Dustin Fowler Brings Electricity to the Diamond for the Yankees - Pinstriped Prospects

Dustin Fowler Brings Electricity to the Diamond for the Yankees

Dustin Fowler (Cheryl Pursell)

The Yankees outfield prospect Dustin Fowler wasn’t someone who lit up the radar right away and sometimes can even be forgotten in a clubhouse that’s surrounded by talent. He’s a quiet guy that keeps to himself but when he steps on to the field he’s pure electricity.

Fowler was drafted by the Yankees in the 13th round of the 2013 draft. He resides from Cadwell, Georgia and attended West Laurens High School.

Fowler spent his first two seasons in the Yankees organization trying to find his way but finally broke out in his 2015 season and across two levels he hit .298 with 5 homeruns. He followed that up with a dynamic 2016 season for the Double-A Trenton Thunder.

For the Thunder, Fowler hit .281 and hit 12 bombs. That also includes 15 triples, 88 RBIs, and 25 stolen bases. His excellent work saw him jumping up the Yankees top prospect list, making it all the way up to the 8 spot for 2017.

“This is the first time I’m managing (Fowler),” RailRider Manager Al Pedrique said. “He had a great year last year and the more he goes out there and plays the game the more his confidence level gets higher.”

Fowler has been touted as having the ability to hit for power and average plus steal some bases. His speed and decision making in the outfield also makes him immediately stand out on the field. Just this year alone he has made plays in the outfield that have made anyone in attendance watch in awe.

“If you’re a speedy guy and you’re capable of getting good jumps and taking good routes then it’s going to be fun to watch and he’s shown that so far,” Pedrique said. “When he’s in center field he gets to balls other center fielders wouldn’t be able to. He’s done a great job so far.”

Items from a dataset
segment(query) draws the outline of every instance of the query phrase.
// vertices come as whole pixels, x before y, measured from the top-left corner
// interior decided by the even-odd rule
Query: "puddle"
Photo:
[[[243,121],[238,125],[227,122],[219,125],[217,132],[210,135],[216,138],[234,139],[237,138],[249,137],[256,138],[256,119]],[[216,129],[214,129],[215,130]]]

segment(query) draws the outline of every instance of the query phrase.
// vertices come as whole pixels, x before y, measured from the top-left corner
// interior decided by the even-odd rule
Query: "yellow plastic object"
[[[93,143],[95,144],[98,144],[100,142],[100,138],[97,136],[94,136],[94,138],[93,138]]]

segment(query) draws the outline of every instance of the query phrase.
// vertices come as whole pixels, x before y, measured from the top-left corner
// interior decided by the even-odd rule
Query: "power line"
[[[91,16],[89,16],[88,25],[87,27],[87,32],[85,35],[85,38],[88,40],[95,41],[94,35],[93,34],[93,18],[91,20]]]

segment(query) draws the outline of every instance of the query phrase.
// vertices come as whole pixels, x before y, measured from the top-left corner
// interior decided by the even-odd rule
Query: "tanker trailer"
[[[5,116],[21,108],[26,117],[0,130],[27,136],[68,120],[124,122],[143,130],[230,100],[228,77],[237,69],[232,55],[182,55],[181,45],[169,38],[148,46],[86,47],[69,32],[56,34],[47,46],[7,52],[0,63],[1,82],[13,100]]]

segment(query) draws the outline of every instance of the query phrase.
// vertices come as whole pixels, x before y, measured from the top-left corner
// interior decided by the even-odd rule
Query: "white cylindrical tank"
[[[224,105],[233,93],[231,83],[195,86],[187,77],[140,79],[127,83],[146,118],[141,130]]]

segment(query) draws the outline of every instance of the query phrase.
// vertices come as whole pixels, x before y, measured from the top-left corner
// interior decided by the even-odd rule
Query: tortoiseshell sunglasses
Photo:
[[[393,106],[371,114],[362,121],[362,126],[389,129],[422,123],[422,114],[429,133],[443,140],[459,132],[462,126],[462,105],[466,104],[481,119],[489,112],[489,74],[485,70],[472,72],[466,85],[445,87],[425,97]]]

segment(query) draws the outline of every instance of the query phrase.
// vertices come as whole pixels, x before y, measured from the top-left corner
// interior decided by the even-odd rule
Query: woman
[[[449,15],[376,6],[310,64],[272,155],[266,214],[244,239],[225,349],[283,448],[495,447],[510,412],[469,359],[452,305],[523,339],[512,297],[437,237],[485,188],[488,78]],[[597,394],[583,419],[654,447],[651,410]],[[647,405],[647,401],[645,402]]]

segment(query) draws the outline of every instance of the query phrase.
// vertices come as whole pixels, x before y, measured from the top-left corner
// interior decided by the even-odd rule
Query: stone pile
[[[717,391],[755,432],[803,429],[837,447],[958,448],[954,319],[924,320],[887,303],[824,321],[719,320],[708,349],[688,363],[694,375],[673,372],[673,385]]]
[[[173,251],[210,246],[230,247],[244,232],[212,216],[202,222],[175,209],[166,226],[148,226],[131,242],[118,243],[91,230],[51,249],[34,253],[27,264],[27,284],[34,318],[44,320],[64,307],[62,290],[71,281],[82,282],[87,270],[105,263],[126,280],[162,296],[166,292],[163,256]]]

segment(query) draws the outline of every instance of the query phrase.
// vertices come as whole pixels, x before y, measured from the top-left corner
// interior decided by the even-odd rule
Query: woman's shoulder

#### WHAT YOU NEED TO DO:
1. Reproduce a passage from the Dustin Fowler article, starting with "The Yankees outfield" and going on through "he’s pure electricity.".
2. According to the Dustin Fowler article, which high school did Fowler attend?

#### RESPONSES BY TASK:
1.
The Yankees outfield prospect Dustin Fowler wasn’t someone who lit up the radar right away and sometimes can even be forgotten in a clubhouse that’s surrounded by talent. He’s a quiet guy that keeps to himself but when he steps on to the field he’s pure electricity.

2. West Laurens High School